Nós, do Frrrk Guys e GESMC, exigimos o arquivamento imediato do PL 5790/2013 – de autoria do Deputado Rogério Peninha Mendonça (PMDB-SC), atualmente tramitando e aguardando Pauta na Comissão de Seguridade Social e Família (CSSF) – por compreendermos que legislação como esta abre precedentes para a perseguição, criminalização, estigmatização de práticas culturais, sociais e históricas e respectivamente da comunidade ou grupo de pessoas que as vivem. Tornamos público o nosso repudio a legislações similares, que como já dito acima, são incompatíveis com um Estado Democrático de Direito.
Conclamamos as autoridades ligadas aos direitos humanos e todas aquelas que preservam a liberdade individual de expressão, assim como a sociedade deste país a se posicionarem contra o PL 5790/2013.

+---+

Dê continuidade ao texto de repúdio ao PL 5790/2013 a partir do ponto em que ele termina. O material apresentado a seguir provém de outra fonte.

▶ _MATERIAL FORNECIDO_:
+---+

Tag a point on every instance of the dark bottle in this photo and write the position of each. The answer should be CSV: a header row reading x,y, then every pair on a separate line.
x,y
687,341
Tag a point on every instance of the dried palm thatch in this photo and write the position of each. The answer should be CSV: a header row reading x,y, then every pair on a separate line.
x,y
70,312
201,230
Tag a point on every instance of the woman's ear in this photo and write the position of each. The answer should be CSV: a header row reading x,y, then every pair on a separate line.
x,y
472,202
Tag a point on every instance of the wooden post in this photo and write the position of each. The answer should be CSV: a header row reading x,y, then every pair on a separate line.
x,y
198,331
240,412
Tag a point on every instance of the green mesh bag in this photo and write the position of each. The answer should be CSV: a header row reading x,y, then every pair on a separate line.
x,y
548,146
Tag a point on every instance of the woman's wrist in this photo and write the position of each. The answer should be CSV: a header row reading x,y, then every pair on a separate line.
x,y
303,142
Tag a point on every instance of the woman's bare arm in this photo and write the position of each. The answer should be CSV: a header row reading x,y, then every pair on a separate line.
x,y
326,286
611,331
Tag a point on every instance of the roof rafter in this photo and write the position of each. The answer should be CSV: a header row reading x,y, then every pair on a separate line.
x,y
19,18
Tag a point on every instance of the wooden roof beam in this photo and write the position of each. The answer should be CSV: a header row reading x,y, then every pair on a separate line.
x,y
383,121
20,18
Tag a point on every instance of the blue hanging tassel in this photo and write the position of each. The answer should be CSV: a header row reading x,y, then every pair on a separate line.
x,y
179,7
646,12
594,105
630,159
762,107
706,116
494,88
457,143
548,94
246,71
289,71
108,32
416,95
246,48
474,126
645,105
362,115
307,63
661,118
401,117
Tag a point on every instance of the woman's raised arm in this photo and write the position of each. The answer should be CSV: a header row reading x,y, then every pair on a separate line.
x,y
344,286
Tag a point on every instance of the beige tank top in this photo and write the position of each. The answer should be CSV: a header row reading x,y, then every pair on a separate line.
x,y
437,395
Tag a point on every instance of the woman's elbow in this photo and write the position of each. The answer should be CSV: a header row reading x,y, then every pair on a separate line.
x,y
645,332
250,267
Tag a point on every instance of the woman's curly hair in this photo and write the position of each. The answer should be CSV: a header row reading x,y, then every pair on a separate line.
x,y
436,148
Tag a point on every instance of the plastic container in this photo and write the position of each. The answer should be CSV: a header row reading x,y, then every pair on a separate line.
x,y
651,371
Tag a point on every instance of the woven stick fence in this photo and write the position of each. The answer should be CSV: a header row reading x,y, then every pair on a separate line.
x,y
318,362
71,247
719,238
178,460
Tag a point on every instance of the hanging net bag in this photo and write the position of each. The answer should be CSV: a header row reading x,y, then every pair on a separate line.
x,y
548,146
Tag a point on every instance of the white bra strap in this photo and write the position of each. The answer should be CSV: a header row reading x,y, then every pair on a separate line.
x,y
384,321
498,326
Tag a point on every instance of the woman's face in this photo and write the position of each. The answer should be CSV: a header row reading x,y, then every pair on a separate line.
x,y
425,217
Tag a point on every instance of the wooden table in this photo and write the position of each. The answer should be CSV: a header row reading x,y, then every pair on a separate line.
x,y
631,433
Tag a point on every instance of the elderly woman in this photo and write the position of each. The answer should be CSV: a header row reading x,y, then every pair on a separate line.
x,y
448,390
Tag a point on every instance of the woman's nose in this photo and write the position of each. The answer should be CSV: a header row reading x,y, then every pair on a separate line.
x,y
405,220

+---+

▶ _RESPOSTA DO EXERCÍCIO_:
Atenciosamente,
Thiago Soares – idealizador do Frrrk Guys e coordenador do GESMC
“Alguns choramingam piedosamente, outros blasfemam obscenamente, mas nenhum ou poucos põem esta questão: se eu tivesse também cumprido o meu dever, se tivesse procurado fazer valer a minha vontade, o meu parecer, teria sucedido o que sucedeu? Mas nenhum ou poucos atribuem à sua indiferença, ao seu cepticismo, ao fato de não ter dado o seu braço e a sua atividade àqueles grupos de cidadãos que, precisamente para evitarem esse mal combatiam (com o propósito) de procurar o tal bem (que) pretendiam.”